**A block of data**
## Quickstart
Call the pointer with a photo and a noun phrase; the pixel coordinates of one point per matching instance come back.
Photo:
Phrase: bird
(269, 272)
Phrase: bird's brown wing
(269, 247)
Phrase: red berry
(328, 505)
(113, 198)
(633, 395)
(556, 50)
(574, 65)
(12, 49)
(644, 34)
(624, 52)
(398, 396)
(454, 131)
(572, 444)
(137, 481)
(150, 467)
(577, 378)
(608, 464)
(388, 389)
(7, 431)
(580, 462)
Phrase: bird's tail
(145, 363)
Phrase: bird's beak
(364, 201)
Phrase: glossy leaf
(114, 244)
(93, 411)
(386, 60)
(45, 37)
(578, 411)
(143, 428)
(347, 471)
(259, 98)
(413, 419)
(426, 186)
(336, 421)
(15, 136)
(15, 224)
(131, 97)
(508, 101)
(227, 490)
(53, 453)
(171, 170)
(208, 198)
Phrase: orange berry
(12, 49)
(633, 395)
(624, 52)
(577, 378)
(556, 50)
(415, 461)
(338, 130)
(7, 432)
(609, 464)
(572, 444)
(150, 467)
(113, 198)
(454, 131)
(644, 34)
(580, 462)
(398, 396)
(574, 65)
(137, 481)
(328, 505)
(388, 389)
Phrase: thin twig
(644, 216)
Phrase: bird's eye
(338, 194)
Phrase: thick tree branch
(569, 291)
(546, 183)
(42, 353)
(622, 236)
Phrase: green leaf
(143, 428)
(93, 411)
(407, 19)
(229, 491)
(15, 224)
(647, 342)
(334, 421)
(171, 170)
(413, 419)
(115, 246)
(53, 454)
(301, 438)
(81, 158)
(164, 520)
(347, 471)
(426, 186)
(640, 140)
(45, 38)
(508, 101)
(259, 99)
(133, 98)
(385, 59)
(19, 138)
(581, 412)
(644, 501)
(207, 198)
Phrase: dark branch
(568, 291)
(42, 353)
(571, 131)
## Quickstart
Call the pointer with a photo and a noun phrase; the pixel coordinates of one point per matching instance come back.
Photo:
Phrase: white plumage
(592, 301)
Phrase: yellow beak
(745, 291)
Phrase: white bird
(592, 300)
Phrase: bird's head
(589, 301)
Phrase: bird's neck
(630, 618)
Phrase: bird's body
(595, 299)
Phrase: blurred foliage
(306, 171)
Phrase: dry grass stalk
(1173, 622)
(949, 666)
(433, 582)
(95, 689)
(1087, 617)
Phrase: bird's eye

**Direction**
Put the records from the line with "Phrase: green leaf" through the end of the records into a Markdown table with the columns Row and Line, leaving out any blank lines.

**Worked solution**
| Row | Line |
|---|---|
| 1 | Phrase: green leaf |
| 2 | (143, 428) |
| 3 | (93, 411) |
| 4 | (407, 19) |
| 5 | (229, 491) |
| 6 | (15, 224) |
| 7 | (647, 342) |
| 8 | (334, 421) |
| 9 | (171, 170) |
| 10 | (413, 419) |
| 11 | (115, 246) |
| 12 | (53, 454) |
| 13 | (301, 438) |
| 14 | (81, 158) |
| 15 | (164, 520) |
| 16 | (347, 471) |
| 17 | (426, 186) |
| 18 | (640, 140) |
| 19 | (45, 38) |
| 20 | (508, 101) |
| 21 | (259, 99) |
| 22 | (133, 98) |
| 23 | (385, 59) |
| 24 | (19, 138) |
| 25 | (581, 412) |
| 26 | (644, 501) |
| 27 | (207, 198) |
| 28 | Phrase: dark branch |
| 29 | (568, 291) |
| 30 | (42, 353) |
| 31 | (571, 131) |
| 32 | ## Quickstart |
| 33 | Call the pointer with a photo and a noun phrase; the pixel coordinates of one point per matching instance come back. |
| 34 | Photo: |
| 35 | Phrase: white plumage |
| 36 | (592, 301) |
| 37 | Phrase: yellow beak |
| 38 | (745, 291) |
| 39 | Phrase: white bird |
| 40 | (592, 300) |
| 41 | Phrase: bird's head |
| 42 | (589, 301) |
| 43 | Phrase: bird's neck |
| 44 | (630, 618) |
| 45 | Phrase: bird's body |
| 46 | (595, 299) |
| 47 | Phrase: blurred foliage |
| 48 | (306, 171) |
| 49 | Phrase: dry grass stalk |
| 50 | (1173, 622) |
| 51 | (949, 666) |
| 52 | (433, 582) |
| 53 | (95, 689) |
| 54 | (1087, 617) |
| 55 | Phrase: bird's eye |